You're in the Army now, Peruvian-style

Tales of conscription by force call attention to a regional shift to volunteers.

When armed soldiers boarded the midnight bus carrying Henry García to the next stop on his sales route, he expected a routine roadside check. But the soldiers forced him off the bus and onto their truck. Late the next day the truck arrived at an Army barracks with 33 captives.

"Nobody could relax," Mr. García recalls. "We were scared because, according to what the soldiers told us, they were going to take us to the jungle to complete military service."

A forced illegal conscription is known here as a leva. The leva is the subject of long-standing debate in Peru. More recently it has opened up a wider debate on whether Peru should join a growing regional trend by eliminating obligatory military service altogether.

Like many other Peruvians, García had been declared "not selected" when he registered for obligatory military service nearly 10 years earlier. Now his family and the governmental human rights office were able to secure his release.

As he left the barracks, a free civilian once again, he knew many of the people he left behind would not be so fortunate.

The military has played an influential role in many Latin American nations, as it does in Peru under President Alberto Fujimori. But such lands as Guatemala, El Salvador, and Argentina have ended obligatory service in recent years.

Paraguay and Ecuador have instituted a conscientious objection clause in their laws. In Honduras and Colombia there are growing debates on the issue.

In Peru the Constitution establishes obligatory military service for men 17 years or older for a maximum of two years. But, according to both civilian and military experts, the service is obligatory only on paper.

"Whoever has a godfather in the Army or comes from the middle or upper-middle class doesn't fulfill their service," says human rights advocate Susana Villaran. The Army's ranks are overwhelmingly filled with dark-skinned youths from the lower economic classes of Peruvian society. People pay as much as $160 to "fail" medical exams or use influence to be declared "not selected" for service, says Ms. Villaran.

The Army, the largest of the three armed forces, often comes up short of the required conscripts it needs.

"The Army is structurally addicted to the leva," says Villaran. "They cover the difference in the number of conscripts they need and the number they have with levas, because there is no other way to secure the required number."

According to complaints registered at the governmental human rights ombudsman's office, leva victims include 15- and 16-year-olds who are too young to serve, those who have already been "not selected" such as García, and those who were selected and failed to report to duty. Even in the case of the latter, levas are illegal, arbitrary detentions, since there is a clearly outlined judicial process to sanction those who fail to report for duty.

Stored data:
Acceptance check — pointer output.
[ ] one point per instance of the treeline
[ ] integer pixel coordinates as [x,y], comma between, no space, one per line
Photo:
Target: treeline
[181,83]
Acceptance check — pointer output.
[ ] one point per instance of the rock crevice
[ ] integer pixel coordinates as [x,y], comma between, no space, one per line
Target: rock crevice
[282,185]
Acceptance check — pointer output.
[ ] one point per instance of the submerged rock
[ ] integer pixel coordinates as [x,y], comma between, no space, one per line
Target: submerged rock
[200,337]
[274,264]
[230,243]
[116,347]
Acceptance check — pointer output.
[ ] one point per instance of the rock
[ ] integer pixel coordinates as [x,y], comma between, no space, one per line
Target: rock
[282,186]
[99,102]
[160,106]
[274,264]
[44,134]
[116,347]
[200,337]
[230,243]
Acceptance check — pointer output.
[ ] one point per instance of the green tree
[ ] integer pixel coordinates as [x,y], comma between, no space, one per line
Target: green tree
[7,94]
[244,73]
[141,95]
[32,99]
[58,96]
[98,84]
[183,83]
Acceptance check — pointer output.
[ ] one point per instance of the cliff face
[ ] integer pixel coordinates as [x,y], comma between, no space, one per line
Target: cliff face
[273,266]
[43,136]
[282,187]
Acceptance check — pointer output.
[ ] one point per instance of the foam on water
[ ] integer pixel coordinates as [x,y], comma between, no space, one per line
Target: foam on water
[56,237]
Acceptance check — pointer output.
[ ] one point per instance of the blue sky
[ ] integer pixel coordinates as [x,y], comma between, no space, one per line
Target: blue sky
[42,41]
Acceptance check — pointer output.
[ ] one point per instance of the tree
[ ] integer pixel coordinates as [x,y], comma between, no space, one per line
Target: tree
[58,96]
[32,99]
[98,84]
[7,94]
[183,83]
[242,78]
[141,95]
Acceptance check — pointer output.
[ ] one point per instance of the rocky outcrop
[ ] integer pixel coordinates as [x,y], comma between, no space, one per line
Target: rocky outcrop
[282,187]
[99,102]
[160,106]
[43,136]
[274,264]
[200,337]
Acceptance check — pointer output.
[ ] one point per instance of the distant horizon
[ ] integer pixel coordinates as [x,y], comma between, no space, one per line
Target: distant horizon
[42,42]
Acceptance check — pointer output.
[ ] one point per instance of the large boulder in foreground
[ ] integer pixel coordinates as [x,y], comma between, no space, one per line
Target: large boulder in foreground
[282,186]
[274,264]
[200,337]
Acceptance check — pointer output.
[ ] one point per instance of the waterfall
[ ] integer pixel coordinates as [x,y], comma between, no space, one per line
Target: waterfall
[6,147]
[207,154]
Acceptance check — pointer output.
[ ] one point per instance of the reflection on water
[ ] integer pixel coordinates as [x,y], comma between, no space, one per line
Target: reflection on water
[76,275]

### ASSIGNMENT
Extract the passage of the article on forced conscription in Peru from "A forced illegal" to "secure his release.".

### ANSWER BELOW
A forced illegal conscription is known here as a leva. The leva is the subject of long-standing debate in Peru. More recently it has opened up a wider debate on whether Peru should join a growing regional trend by eliminating obligatory military service altogether.

Like many other Peruvians, García had been declared "not selected" when he registered for obligatory military service nearly 10 years earlier. Now his family and the governmental human rights office were able to secure his release.